## [TASK DATA]
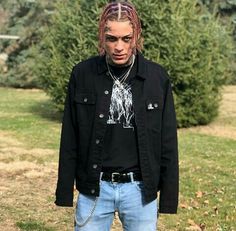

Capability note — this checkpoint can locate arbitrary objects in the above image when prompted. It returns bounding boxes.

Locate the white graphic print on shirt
[107,81,134,129]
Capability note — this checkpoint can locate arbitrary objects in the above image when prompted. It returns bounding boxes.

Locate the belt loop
[128,172,134,183]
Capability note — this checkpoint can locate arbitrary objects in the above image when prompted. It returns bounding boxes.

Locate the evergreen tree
[35,0,232,127]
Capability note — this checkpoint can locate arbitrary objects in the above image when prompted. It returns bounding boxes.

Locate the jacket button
[93,164,98,169]
[99,114,104,119]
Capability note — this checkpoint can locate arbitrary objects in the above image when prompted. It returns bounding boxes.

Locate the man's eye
[123,37,131,42]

## [WHAT YOU NEED TO DO]
Reproduce all of the data above line for line, leaving the picture out.

## [CORRECT OUTPUT]
Capability note — this checkpoint can locate arbitrary objects in the above image when prompted. It returns bounding boxes.

Locate the white graphic print on shirt
[107,81,134,129]
Capability note — this checkpoint can locate arbitrary objects in the above image when prompted. It returns bounding boxes.

Locate the belt loop
[128,172,134,183]
Capability note — this checkpoint can locate arbitrary objects in the above image when prompted. It returns bounding boxes.

Locate the evergreen tree
[35,0,232,127]
Capability note — this checkpoint can locate arbitrary objects in the above image when prompted. It returns bounding boxes.

Locate the jacket button
[93,164,98,169]
[99,114,104,119]
Capability note — this checkpoint can locate arbitrary objects in the above image when prompted. It returns bounding boxes.

Locate the man's eye
[123,37,131,42]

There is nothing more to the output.